**EXERCISE TEXT**
--

Baby Nyala waiting for her mother under a tree, Mashatu, Botswana Baby Nyala waiting for her mother under a tree, Mashatu, Botswana

On the eve of the 2016 U.S. presidential election, I heard a talk by a Peruvian teacher who said, A cancer cell is a cell that has lost its connection and communication with the rest of the body. When we break reciprocity with the Earth, we become a cancer. I remind myself that the nature of every dilemma reveals its cure. Since my time working in Liberia during the early 2000’s, my friends and I have referred to this as the Wisdom of the Breakdown: Just as in the wild, antidote plants grow next to poisonous ones, the antidote to our murderous behavior lies at our feet. The severe depletion of our soils has caused an epidemic of digestive—and therefore—immune disorders while our ravaged oceans will soon mean global collapse of fisheries along with potential oxygen depletion that could threaten all life on Earth.4 The first step to reconnection with Nature is to show respect by reestablishing communication — to observe, acknowledge, listen and respond. And look: the root of the word culture derives from the Latin colere, which means to inhabit, to cultivate, to honor or worship. In Middle English, it meant place tilled.5 Culture and cultivation are rooted in the Earth. Life, water and soil are inseparable. Remembering where we came from will free us in unimaginable ways because, by so doing, we will be part of the Whole once again.

Cultures that have ‘bought in’ to Western thinking have been taught to ignore any personal connection to the Earth on pain of ridicule or death. ‘Free trade’ means permission to sell the future for profit today. But just one milligram of curiosity and a pinch of gratitude is all it takes to enter into dialogue with the Earth, whether or not you ‘believe’ in climate change or have experienced Gaia as sentient. Intimacy, in addition to its romantic connotation, can be defined as seeing and knowing someone or something deeply. Why are we no longer intimate with the Earth? What’s wrong with sensually, or even sexually, loving the Earth? Why is that considered obscene and the Pacific Gyre is not? We are all, literally, being sickened by those who insist that we who love the Earth must constantly ‘prove’ that She is generous, wise and miraculous. But “proof” is everywhere. Miracles are the essence of Life. Without them we wouldn’t be here. We breathe in and breathe out and live another day. We make love and a child forms. What are these if not miracles?

We have created a culture where it is dangerous to live from the truth of the Earth’s wise aliveness. Bacteria communicate continuously, inside and outside of our bodies. The mycelia that connect most plants share nutrients and warn each other of danger. Sightless microbial predators in the soil can sense each other’s presence from up to two miles away.6 Jane Goodall has described how she wept during a visit to a science lab filled with tormented Chimps in cages, and one of them reached through the wires of his cage to wipe away her tears.7 What kind of madness is it to doubt that the Earth and her myriad life forms can and do communicate with us when they are in constant communication with each other? Certainly it’s a madness that merits its own category in the DSM III: Hubristic Suicidal Gaiaphobia.

--

**STUDY QUESTIONS**
[1] From the passage on reconnecting with the Earth, reproduce word for word the part that opens with the words containing "We have created" and closes with "Hubristic Suicidal Gaiaphobia.".
[2] Render this sentence from the passage on reconnecting with the Earth in Spanish: "The mycelia that connect most plants share nutrients and warn each other of danger."

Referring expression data

--

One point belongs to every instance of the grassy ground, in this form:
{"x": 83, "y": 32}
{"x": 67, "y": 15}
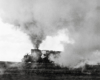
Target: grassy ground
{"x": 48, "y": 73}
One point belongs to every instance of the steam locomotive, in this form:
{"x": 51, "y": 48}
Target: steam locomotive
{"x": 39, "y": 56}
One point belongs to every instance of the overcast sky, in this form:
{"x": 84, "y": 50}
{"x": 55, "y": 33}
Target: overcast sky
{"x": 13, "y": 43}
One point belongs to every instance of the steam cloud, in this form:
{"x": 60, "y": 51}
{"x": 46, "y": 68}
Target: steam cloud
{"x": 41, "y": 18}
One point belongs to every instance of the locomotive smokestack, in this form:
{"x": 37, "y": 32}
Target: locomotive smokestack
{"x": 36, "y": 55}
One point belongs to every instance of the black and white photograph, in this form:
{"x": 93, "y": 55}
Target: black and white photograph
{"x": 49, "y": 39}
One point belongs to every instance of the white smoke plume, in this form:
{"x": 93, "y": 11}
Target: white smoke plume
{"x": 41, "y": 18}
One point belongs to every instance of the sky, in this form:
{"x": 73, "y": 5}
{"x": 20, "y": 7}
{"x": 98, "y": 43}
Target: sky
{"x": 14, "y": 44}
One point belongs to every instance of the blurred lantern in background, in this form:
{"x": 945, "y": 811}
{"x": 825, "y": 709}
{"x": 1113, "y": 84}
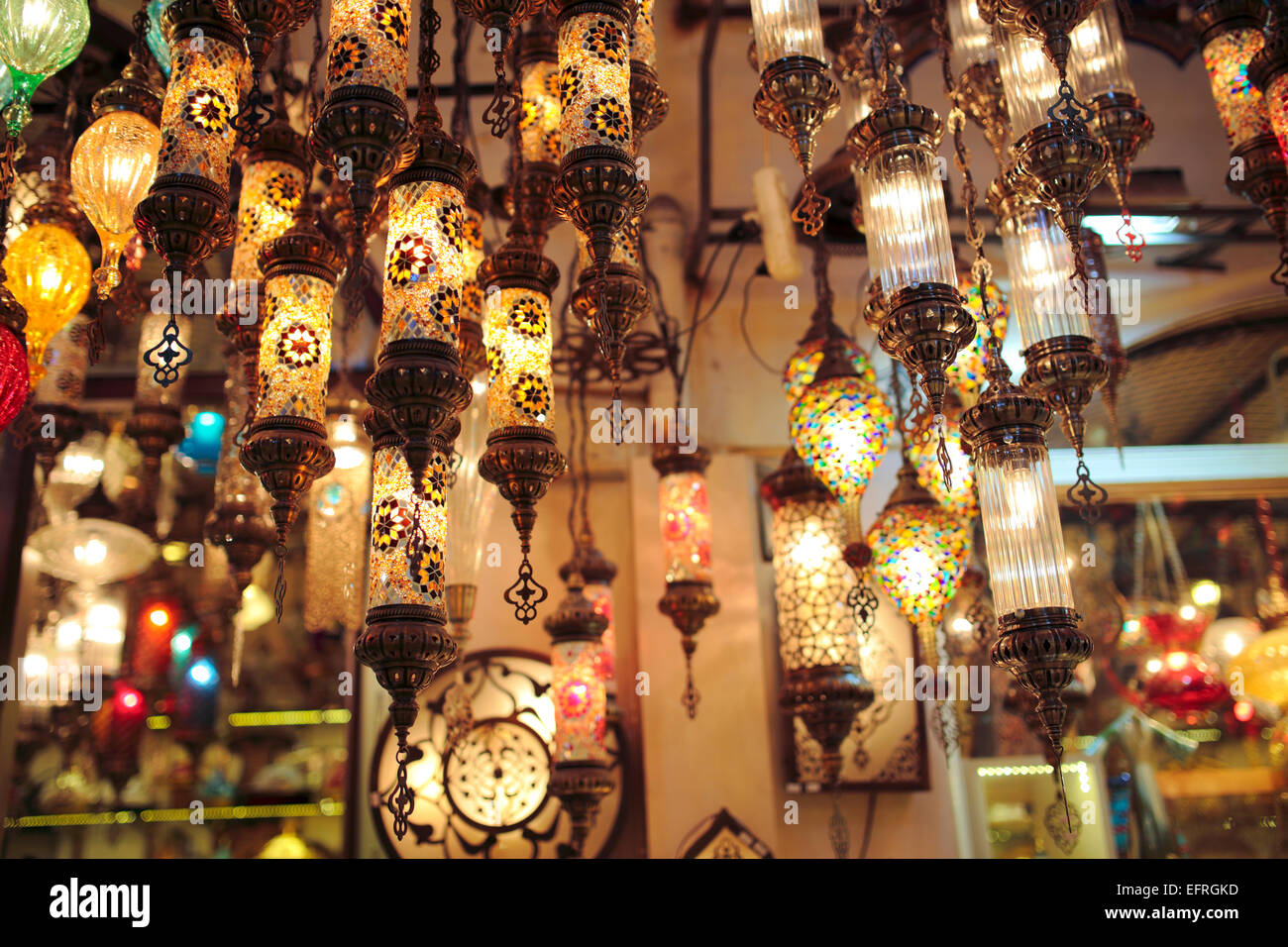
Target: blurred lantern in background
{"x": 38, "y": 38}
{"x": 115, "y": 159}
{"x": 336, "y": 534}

--

**RESPONSES TO THE TASKS**
[1]
We have created a culture where it is dangerous to live from the truth of the Earth’s wise aliveness. Bacteria communicate continuously, inside and outside of our bodies. The mycelia that connect most plants share nutrients and warn each other of danger. Sightless microbial predators in the soil can sense each other’s presence from up to two miles away.6 Jane Goodall has described how she wept during a visit to a science lab filled with tormented Chimps in cages, and one of them reached through the wires of his cage to wipe away her tears.7 What kind of madness is it to doubt that the Earth and her myriad life forms can and do communicate with us when they are in constant communication with each other? Certainly it’s a madness that merits its own category in the DSM III: Hubristic Suicidal Gaiaphobia.

[2] Los micelios que conectan a la mayoría de las plantas comparten nutrientes y se advierten mutuamente del peligro.